__Task instructions__.
Look for "The component shall place one marker per instance of the slice" in the records below, then copy that line and every line after it, exactly and with nothing added.

__Data listing__.
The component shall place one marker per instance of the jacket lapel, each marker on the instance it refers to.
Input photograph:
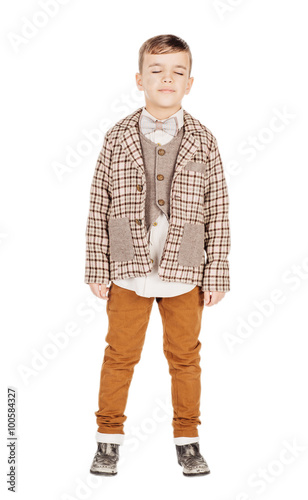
(132, 146)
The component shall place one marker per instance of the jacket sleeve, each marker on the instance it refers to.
(217, 241)
(97, 237)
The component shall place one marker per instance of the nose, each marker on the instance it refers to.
(167, 78)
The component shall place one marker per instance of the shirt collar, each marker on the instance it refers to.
(178, 115)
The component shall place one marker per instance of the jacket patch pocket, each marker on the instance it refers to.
(120, 239)
(195, 166)
(192, 245)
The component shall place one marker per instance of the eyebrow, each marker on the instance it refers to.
(176, 66)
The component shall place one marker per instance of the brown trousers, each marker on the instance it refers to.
(129, 315)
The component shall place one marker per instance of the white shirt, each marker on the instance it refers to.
(152, 285)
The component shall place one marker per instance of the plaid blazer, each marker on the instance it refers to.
(116, 236)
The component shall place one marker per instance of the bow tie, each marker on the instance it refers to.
(148, 125)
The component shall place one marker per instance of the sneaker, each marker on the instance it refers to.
(192, 461)
(105, 459)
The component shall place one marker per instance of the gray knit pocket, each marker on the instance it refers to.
(120, 239)
(192, 245)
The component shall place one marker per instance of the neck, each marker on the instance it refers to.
(162, 113)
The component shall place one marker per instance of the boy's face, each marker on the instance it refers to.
(164, 71)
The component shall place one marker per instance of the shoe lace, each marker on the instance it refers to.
(106, 453)
(192, 456)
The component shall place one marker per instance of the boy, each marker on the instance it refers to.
(158, 203)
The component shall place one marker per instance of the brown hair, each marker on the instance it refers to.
(163, 44)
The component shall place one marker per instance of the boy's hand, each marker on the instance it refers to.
(100, 290)
(212, 298)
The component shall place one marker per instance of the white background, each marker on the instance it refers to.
(77, 74)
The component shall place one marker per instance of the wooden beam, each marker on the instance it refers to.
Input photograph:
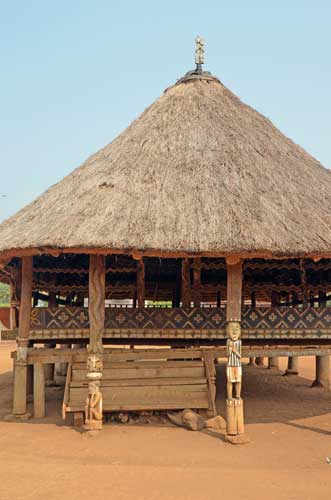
(141, 283)
(96, 306)
(20, 365)
(186, 283)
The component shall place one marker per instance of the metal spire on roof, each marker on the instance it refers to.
(199, 53)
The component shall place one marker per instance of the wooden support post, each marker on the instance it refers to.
(234, 403)
(186, 283)
(20, 365)
(259, 361)
(141, 283)
(322, 372)
(197, 282)
(218, 299)
(292, 366)
(50, 368)
(97, 280)
(38, 391)
(13, 307)
(29, 385)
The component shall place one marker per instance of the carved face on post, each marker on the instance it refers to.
(94, 363)
(233, 330)
(93, 388)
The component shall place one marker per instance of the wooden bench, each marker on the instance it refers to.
(154, 379)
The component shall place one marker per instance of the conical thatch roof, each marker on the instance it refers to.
(198, 171)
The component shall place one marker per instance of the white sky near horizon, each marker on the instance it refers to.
(75, 74)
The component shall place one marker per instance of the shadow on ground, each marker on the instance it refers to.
(269, 397)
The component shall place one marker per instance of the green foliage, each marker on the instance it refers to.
(4, 295)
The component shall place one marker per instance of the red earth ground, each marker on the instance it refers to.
(289, 425)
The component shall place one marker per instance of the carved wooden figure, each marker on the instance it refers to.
(233, 369)
(93, 407)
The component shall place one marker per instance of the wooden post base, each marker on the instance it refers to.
(259, 361)
(322, 379)
(78, 419)
(92, 425)
(273, 363)
(234, 417)
(239, 439)
(17, 418)
(20, 388)
(38, 391)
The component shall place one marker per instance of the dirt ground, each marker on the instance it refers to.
(289, 425)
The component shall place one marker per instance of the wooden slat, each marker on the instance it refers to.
(143, 372)
(140, 395)
(146, 364)
(178, 405)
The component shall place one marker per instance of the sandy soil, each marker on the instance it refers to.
(289, 425)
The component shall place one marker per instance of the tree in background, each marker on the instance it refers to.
(4, 295)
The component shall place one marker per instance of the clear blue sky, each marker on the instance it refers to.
(74, 74)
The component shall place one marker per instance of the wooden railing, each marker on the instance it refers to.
(259, 322)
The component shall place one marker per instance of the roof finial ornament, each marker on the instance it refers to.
(199, 53)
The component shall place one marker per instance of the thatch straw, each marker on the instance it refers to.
(198, 171)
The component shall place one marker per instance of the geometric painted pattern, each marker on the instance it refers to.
(259, 318)
(59, 318)
(130, 318)
(286, 318)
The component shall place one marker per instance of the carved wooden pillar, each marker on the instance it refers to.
(20, 364)
(13, 307)
(186, 283)
(197, 282)
(322, 378)
(49, 369)
(141, 283)
(97, 281)
(234, 403)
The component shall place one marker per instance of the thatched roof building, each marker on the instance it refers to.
(199, 172)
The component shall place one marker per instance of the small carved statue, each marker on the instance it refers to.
(94, 363)
(233, 369)
(93, 403)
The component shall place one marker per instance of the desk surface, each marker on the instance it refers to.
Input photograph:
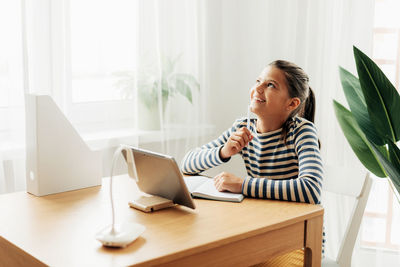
(59, 229)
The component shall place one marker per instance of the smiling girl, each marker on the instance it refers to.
(280, 150)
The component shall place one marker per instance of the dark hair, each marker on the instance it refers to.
(297, 83)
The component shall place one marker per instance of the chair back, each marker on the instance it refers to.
(350, 182)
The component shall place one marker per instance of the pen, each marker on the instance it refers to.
(248, 117)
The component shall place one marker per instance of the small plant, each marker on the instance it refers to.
(372, 125)
(151, 83)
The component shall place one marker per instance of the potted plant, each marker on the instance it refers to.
(151, 84)
(372, 125)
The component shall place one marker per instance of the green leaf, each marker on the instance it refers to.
(381, 97)
(357, 140)
(355, 99)
(392, 167)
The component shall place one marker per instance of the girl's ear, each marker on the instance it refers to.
(293, 103)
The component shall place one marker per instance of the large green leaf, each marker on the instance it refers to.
(358, 140)
(391, 167)
(381, 97)
(355, 99)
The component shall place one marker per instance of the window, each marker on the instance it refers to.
(383, 210)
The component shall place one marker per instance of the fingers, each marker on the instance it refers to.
(218, 182)
(239, 139)
(248, 133)
(243, 136)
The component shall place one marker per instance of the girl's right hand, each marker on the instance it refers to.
(236, 142)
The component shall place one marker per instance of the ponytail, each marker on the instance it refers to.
(308, 111)
(297, 83)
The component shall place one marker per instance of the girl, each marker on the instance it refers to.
(280, 148)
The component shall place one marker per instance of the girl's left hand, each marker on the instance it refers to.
(228, 182)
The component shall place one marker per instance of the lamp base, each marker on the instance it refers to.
(121, 236)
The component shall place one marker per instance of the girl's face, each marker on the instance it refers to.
(270, 95)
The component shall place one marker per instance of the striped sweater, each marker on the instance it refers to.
(291, 171)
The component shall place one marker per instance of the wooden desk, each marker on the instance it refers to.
(59, 230)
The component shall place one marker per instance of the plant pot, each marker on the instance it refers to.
(148, 118)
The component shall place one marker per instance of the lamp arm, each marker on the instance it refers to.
(131, 170)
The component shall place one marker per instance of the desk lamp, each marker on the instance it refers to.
(120, 235)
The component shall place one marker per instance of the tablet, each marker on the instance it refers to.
(159, 175)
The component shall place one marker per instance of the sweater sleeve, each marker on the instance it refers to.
(307, 186)
(207, 156)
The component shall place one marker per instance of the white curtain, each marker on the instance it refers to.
(100, 61)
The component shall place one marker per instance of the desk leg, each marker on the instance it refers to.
(313, 242)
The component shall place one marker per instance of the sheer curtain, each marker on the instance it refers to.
(96, 57)
(102, 62)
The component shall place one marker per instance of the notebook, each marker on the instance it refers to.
(203, 187)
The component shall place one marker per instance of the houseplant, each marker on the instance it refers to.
(152, 83)
(372, 125)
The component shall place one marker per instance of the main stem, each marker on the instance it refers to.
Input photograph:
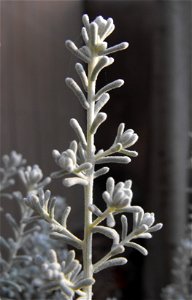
(88, 194)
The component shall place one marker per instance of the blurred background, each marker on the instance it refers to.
(155, 101)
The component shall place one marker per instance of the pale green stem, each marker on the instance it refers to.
(88, 191)
(102, 217)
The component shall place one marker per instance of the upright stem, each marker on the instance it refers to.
(88, 193)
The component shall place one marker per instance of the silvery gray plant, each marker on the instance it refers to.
(20, 278)
(81, 164)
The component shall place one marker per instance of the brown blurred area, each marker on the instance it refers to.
(155, 101)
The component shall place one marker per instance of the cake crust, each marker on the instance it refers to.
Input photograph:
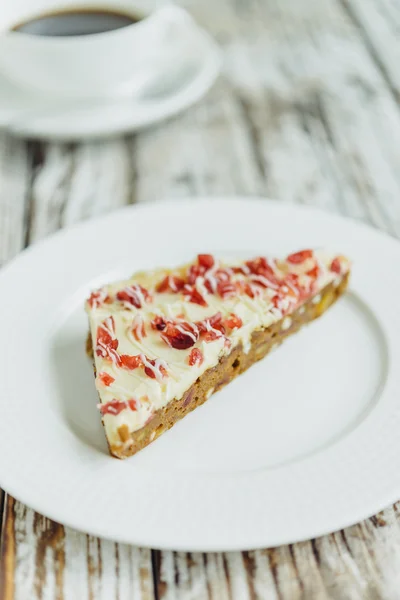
(229, 366)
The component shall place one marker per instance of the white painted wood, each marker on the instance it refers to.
(307, 111)
(14, 185)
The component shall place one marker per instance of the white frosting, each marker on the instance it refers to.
(130, 323)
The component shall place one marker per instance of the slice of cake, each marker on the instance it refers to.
(164, 341)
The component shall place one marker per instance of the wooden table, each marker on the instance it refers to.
(307, 111)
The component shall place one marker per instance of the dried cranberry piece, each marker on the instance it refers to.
(314, 272)
(212, 335)
(130, 362)
(105, 378)
(180, 335)
(132, 404)
(196, 357)
(158, 323)
(299, 257)
(138, 328)
(336, 267)
(233, 321)
(194, 272)
(206, 260)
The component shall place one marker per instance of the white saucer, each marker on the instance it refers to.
(304, 443)
(28, 114)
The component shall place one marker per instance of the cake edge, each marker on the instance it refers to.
(228, 368)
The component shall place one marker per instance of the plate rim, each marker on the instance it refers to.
(182, 99)
(390, 496)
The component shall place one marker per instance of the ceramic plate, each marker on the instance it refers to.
(33, 115)
(304, 443)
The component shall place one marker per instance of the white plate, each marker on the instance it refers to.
(304, 443)
(27, 114)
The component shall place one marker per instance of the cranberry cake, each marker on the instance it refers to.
(163, 341)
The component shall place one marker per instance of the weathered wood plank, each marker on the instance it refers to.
(40, 558)
(379, 22)
(15, 176)
(321, 127)
(304, 114)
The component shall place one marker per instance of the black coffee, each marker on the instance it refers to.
(76, 22)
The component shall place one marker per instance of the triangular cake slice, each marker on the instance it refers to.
(164, 341)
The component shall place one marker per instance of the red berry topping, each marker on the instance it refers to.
(130, 362)
(206, 260)
(171, 283)
(107, 345)
(132, 404)
(336, 267)
(180, 335)
(158, 323)
(196, 357)
(134, 294)
(138, 328)
(194, 272)
(212, 335)
(233, 322)
(299, 257)
(314, 272)
(105, 379)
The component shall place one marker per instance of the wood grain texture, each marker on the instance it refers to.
(307, 111)
(41, 559)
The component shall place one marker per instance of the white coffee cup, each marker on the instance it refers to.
(108, 63)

__Answer to the problem__.
The component shall place one marker per instance of the slice of cake, each marker on the instance it refers to.
(164, 341)
The component shall place one marker per instance of the wooden table, each marker on the instance it refers to.
(307, 111)
The component shall place one marker per instance of the dried cranberry piece, each marker on the instance it refers to.
(314, 272)
(212, 335)
(130, 362)
(105, 378)
(180, 335)
(132, 404)
(196, 357)
(158, 323)
(299, 257)
(138, 328)
(336, 267)
(233, 321)
(194, 272)
(206, 260)
The component shall place one marker per instance of the white saucer, each marker on the instance it refers to.
(304, 443)
(28, 114)
The component shall place one marker per instance of the cake edge, each marker on the instance it refers to.
(228, 368)
The component shall place one marker per instance of the plate rim, each marker on the instance it refers to.
(182, 99)
(390, 496)
The component shall place one marker per instance of the ceramic plate, each marker on the instance it refers to.
(33, 115)
(304, 443)
The component shall place one marker per instance of the white plate, each marker on the instance it refers to.
(304, 443)
(27, 114)
The component shall place one marker per instance of the cranberry cake, each marker on the instance it refers to.
(163, 341)
The component shall place one marker per instance of the weathered wood plank, each marker on the instance it refers to.
(40, 558)
(379, 22)
(15, 176)
(321, 127)
(304, 114)
The component shall place one marker per instance of the black coffee, each marker on the instance it refers to.
(76, 22)
The component shall place one marker per instance of the triangular cake slice, each marker on the instance it refers to.
(164, 341)
The component shall place one marker per instance of the red berry topping, each marker on the instance it refers to.
(130, 362)
(206, 260)
(171, 283)
(107, 345)
(132, 404)
(336, 267)
(180, 335)
(158, 323)
(196, 357)
(134, 294)
(138, 328)
(194, 272)
(212, 335)
(233, 322)
(299, 257)
(314, 272)
(105, 379)
The component shall place one marker per instance of the wood grain texture, each marker on the instance it refers to.
(307, 111)
(41, 559)
The component shall place one marker per instance of the white coffee cup, each marker on the instance it refers to.
(108, 63)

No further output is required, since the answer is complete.